▶ **ACTIVITY**
Among the records that follow, find the line with "Query: man's knit beanie hat" and the line with "Question. For every instance of the woman's". Set down those lines and all lines between them exactly, without adding anything.

PROVIDED DATA: Begin

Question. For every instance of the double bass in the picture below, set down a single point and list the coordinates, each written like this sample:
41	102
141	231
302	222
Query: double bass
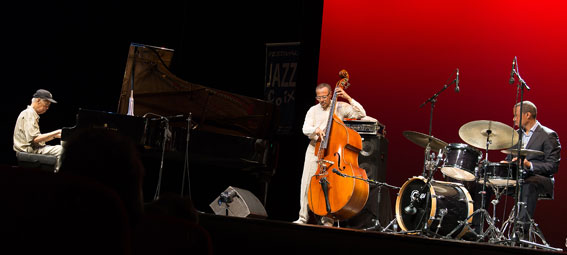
332	192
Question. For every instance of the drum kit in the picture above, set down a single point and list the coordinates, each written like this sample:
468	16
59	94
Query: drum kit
446	209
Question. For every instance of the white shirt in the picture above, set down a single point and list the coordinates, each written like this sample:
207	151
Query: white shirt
317	117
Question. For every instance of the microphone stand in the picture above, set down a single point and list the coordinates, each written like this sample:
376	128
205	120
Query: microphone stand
433	100
186	164
165	138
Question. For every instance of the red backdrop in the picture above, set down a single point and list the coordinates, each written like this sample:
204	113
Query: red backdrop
400	53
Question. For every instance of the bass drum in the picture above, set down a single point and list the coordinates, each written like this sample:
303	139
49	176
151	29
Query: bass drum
442	202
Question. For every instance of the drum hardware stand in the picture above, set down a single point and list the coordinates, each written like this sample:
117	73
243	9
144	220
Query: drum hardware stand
377	225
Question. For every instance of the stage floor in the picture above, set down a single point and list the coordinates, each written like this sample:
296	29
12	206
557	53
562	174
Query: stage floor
263	236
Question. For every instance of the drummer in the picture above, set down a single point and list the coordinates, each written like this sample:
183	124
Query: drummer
539	168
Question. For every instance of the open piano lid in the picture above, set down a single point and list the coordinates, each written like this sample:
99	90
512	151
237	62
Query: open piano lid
157	90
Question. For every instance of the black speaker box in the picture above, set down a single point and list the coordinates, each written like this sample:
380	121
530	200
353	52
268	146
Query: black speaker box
372	158
239	203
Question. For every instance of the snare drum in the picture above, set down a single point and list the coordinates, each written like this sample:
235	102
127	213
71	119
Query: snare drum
461	161
499	174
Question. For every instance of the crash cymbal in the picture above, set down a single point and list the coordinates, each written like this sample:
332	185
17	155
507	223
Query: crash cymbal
523	152
422	140
501	136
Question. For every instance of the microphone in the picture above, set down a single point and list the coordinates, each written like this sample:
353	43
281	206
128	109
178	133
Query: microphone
512	71
457	82
410	209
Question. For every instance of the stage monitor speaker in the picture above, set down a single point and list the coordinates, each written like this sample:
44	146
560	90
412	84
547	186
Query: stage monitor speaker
372	158
239	203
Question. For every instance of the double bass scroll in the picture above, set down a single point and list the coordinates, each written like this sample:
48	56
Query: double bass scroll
331	194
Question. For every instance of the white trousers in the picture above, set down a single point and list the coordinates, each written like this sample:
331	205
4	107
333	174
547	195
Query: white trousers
309	169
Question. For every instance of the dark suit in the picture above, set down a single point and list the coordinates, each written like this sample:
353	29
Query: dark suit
545	166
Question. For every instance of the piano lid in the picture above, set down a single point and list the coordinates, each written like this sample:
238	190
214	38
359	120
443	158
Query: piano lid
157	90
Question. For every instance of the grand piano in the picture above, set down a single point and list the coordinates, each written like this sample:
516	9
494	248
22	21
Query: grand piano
193	139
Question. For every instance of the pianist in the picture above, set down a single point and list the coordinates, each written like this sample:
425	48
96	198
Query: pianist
27	136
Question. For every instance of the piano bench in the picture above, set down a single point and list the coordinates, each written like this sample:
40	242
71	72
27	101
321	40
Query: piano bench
34	160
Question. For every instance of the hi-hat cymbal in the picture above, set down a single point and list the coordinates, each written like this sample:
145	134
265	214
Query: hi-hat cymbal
500	135
422	140
523	152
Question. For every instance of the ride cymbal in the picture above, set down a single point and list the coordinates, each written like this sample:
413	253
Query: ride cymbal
500	135
422	140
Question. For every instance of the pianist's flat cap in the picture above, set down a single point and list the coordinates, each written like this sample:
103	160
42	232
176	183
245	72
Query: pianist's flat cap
44	94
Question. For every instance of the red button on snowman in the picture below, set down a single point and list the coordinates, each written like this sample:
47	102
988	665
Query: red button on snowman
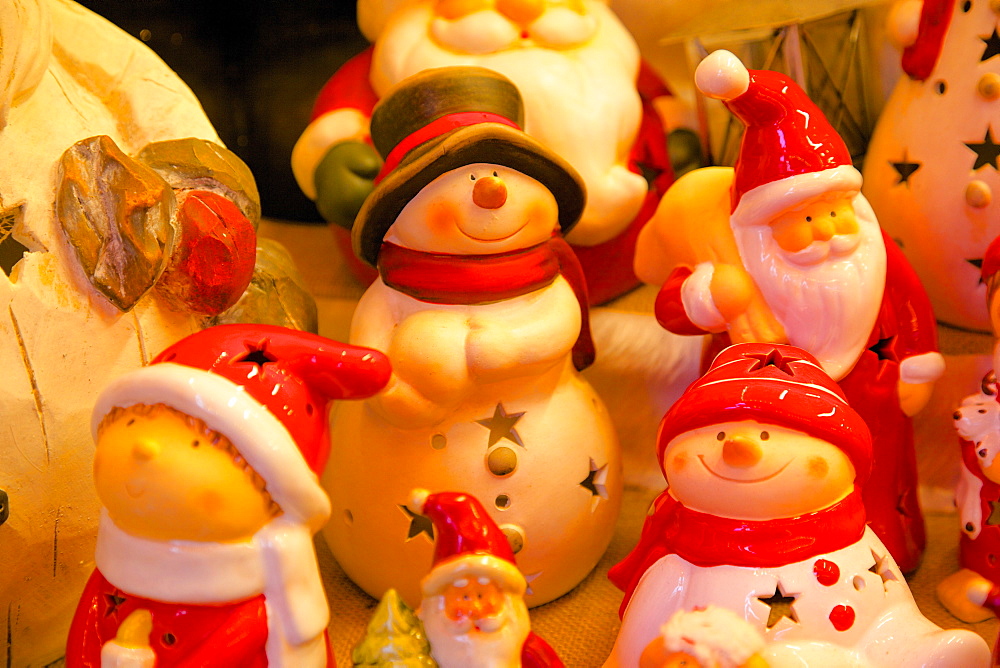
476	307
762	515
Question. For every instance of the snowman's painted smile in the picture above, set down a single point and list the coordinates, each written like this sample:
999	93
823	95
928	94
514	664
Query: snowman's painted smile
701	458
493	239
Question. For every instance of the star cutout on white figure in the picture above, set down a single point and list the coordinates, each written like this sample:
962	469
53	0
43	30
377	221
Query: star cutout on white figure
881	569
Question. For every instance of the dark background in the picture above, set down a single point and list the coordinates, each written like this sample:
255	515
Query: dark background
256	66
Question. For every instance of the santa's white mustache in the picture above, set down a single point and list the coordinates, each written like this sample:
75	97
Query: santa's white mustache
817	251
490	624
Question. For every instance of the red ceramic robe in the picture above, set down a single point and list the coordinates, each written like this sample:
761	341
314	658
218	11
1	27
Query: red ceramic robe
905	328
183	635
607	266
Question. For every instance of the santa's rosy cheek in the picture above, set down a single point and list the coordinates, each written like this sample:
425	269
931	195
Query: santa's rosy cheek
817	467
442	217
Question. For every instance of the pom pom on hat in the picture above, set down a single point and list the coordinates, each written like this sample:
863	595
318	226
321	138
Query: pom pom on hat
722	76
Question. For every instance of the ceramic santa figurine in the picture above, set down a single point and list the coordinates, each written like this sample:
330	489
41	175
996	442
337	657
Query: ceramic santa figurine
480	308
784	248
472	609
765	462
588	98
931	167
206	469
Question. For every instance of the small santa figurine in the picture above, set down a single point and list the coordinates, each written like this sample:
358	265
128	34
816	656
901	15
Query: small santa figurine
784	248
472	606
765	462
481	308
206	466
588	99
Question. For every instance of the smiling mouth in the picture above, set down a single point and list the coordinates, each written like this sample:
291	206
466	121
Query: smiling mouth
494	240
701	458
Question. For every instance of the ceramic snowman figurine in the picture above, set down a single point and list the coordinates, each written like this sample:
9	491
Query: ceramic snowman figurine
783	248
485	334
206	466
589	99
762	515
931	170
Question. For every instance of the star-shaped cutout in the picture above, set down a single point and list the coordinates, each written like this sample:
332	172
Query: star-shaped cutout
114	602
780	605
257	355
596	479
905	169
986	151
885	349
977	262
881	568
419	524
501	425
772	358
992	46
994	518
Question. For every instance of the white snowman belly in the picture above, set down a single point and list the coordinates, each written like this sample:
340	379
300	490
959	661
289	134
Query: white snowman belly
539	452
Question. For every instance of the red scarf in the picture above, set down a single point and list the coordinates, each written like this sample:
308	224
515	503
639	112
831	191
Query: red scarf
440	278
709	540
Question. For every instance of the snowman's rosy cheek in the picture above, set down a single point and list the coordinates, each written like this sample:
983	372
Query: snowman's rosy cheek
442	217
678	462
817	467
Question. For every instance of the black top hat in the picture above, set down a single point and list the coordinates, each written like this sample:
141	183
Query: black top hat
442	119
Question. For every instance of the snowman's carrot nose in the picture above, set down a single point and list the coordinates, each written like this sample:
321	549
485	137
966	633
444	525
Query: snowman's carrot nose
741	452
490	192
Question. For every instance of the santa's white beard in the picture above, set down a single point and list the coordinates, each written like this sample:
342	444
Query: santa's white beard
580	102
494	642
827	308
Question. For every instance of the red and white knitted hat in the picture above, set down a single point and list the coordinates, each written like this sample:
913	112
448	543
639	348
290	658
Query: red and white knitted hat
790	152
773	384
265	388
467	543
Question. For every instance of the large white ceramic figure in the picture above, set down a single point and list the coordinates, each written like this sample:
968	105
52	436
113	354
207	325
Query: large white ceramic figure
475	308
931	171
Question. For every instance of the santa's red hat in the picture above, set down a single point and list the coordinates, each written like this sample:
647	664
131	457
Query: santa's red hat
468	544
776	385
790	152
991	260
265	388
920	57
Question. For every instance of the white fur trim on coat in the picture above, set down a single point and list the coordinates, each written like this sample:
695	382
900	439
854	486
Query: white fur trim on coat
760	205
696	297
227	408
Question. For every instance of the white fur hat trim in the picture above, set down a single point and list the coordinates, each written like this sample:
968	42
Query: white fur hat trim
760	205
227	408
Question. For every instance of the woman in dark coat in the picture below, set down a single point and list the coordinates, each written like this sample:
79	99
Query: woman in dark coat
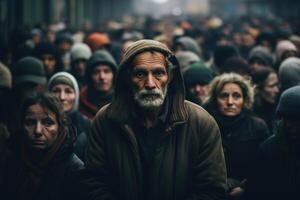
266	94
64	86
43	165
229	102
278	164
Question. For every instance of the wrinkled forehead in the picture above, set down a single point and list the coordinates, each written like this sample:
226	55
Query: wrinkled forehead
149	58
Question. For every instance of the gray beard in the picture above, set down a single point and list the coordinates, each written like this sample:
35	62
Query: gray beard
150	99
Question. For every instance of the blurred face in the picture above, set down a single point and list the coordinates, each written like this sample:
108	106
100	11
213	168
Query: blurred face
270	90
49	64
149	79
230	100
102	78
287	54
256	64
79	67
292	126
199	91
41	127
65	47
66	94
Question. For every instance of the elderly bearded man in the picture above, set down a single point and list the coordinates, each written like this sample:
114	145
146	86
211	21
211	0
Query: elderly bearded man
149	143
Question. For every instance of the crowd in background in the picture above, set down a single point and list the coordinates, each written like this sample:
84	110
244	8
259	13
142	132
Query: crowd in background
246	63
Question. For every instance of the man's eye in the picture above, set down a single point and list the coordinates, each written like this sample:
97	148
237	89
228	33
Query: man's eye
223	96
29	122
139	74
159	73
48	122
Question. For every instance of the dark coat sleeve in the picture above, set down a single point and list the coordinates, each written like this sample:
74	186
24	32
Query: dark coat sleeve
95	178
209	177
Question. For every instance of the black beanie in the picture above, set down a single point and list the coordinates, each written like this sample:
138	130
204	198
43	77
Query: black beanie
289	103
29	69
197	73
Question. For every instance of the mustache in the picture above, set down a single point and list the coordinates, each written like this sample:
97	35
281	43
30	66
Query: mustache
154	92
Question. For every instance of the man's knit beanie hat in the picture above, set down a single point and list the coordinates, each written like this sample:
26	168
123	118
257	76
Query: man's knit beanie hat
142	46
261	53
289	103
97	41
223	53
198	73
80	51
5	77
29	70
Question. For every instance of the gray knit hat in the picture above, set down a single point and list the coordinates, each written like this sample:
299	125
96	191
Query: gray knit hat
67	79
289	103
80	51
29	69
5	77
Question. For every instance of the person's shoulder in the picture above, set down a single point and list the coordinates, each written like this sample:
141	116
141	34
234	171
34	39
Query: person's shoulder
75	163
195	110
102	113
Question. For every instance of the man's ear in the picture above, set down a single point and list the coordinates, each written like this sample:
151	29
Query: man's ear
171	65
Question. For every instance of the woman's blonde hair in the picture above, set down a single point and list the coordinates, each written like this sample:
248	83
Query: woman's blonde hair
218	83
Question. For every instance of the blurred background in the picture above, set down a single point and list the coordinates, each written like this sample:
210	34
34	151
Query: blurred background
77	14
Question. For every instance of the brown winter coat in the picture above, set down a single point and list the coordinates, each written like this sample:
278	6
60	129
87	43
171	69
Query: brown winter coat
188	160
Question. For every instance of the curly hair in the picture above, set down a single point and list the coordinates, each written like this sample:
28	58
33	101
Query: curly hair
220	81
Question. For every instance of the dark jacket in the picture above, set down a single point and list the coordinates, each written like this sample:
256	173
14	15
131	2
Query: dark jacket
58	179
82	125
278	169
241	137
188	161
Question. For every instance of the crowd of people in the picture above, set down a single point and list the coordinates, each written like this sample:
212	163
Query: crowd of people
172	108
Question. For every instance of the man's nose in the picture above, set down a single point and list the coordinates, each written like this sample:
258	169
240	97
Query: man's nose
230	100
150	82
62	95
38	128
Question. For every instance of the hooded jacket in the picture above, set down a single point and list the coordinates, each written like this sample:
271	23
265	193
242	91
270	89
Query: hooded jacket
80	122
188	160
55	175
289	73
92	100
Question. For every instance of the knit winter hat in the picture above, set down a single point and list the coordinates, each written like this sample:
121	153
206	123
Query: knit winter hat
97	40
29	69
67	79
237	65
261	53
189	44
100	57
198	73
289	103
5	77
224	52
45	48
289	73
80	51
185	58
142	46
283	46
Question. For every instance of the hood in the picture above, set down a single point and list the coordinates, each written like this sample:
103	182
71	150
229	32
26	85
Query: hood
100	57
122	103
261	53
71	78
189	44
289	73
283	46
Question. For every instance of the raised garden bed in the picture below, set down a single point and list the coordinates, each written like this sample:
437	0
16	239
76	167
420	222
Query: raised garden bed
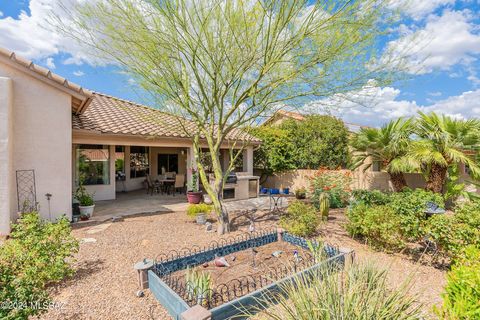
255	269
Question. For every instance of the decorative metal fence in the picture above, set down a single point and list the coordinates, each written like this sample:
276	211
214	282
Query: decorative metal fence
165	266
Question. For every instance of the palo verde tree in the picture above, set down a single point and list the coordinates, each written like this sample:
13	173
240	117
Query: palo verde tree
221	65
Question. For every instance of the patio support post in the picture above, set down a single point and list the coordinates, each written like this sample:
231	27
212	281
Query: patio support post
248	160
7	194
142	268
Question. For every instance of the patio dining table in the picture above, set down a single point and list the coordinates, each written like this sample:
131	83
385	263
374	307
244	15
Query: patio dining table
166	184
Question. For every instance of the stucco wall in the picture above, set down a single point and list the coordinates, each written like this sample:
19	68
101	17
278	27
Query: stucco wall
42	140
6	154
369	180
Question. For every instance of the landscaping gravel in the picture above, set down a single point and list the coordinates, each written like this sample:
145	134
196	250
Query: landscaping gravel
105	285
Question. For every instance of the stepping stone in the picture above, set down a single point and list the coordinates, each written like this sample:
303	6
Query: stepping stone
88	240
99	228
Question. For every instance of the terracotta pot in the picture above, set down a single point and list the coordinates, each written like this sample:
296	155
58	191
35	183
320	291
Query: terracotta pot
194	197
87	210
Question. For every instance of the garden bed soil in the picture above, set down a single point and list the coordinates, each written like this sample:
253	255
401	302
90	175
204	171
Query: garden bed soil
241	263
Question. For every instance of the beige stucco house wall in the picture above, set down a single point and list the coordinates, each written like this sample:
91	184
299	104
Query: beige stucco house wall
35	134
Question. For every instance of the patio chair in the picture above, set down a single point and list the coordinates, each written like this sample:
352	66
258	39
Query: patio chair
152	186
179	184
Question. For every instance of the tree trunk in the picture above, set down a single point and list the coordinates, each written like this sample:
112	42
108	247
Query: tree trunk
436	178
398	181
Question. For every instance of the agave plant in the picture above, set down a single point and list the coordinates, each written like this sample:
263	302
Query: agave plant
386	145
444	142
359	293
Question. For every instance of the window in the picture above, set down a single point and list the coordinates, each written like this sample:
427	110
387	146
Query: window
119	159
139	163
92	164
167	163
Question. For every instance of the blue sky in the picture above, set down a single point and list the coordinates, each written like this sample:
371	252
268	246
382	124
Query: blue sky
444	75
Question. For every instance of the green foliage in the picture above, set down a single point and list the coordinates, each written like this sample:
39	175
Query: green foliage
370	197
380	226
300	219
335	183
37	254
194	209
276	153
360	292
198	286
461	299
319	140
410	205
453	233
83	197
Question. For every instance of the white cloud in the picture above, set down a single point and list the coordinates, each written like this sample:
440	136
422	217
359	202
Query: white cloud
419	9
28	36
375	106
50	63
445	41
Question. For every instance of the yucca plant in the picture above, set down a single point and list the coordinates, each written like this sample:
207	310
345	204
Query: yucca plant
360	292
386	145
198	285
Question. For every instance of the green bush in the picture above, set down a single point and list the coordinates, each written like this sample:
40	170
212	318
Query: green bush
300	219
410	205
461	299
378	225
370	197
334	182
358	292
37	254
194	209
453	233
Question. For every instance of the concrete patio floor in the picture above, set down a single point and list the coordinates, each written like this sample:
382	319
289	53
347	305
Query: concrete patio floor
139	202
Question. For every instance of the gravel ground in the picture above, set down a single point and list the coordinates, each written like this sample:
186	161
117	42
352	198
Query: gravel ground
105	284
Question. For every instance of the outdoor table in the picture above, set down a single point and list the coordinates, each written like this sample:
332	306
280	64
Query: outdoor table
276	199
166	182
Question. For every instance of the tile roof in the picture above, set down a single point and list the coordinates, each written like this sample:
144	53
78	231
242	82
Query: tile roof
80	100
110	115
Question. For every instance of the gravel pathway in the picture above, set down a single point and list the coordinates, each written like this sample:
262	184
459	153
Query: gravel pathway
105	285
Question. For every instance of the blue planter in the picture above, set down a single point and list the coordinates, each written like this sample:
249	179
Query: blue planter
274	191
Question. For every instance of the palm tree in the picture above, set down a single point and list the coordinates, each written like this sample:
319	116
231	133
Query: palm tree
443	142
386	145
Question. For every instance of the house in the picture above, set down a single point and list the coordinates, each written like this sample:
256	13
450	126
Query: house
54	133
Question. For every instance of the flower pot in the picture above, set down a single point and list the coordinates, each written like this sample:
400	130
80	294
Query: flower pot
194	197
87	210
201	218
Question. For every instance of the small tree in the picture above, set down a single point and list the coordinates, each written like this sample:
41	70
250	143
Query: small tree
387	145
223	64
320	141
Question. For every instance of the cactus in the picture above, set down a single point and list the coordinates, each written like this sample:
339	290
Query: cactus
324	205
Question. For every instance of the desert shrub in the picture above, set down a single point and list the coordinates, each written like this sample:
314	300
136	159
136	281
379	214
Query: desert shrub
461	299
37	254
194	209
334	182
300	219
410	205
359	292
378	225
453	233
370	197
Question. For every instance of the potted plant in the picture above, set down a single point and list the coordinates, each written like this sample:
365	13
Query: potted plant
199	212
301	193
85	200
194	196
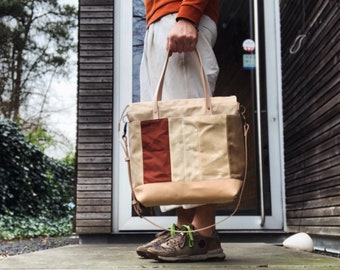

PROVIDED DATA: End

▶ **RESULT**
Query: man's knit beanie hat
142	46
261	53
289	103
97	41
223	53
198	73
80	51
5	77
29	70
Question. For every instance of the gray knit hat in the picture above, set down a single point and list the coordinates, each written like this sample:
299	125
96	191
Query: gray knit hat
67	79
289	103
80	51
29	69
5	77
Question. For every instance of the person's shoulder in the picture above, set down a single point and list the coordinates, each written like this sample:
141	116
141	34
234	171
34	39
Query: person's shoulder
75	163
195	110
102	113
Question. For every instance of the man's ear in the picture above, set down a single point and list the coordinates, each written like this sample:
151	29
Query: man's ear
171	65
Question. For every instance of the woman's blonde hair in the picture above, set down a single point and list the coordinates, each written like this sample:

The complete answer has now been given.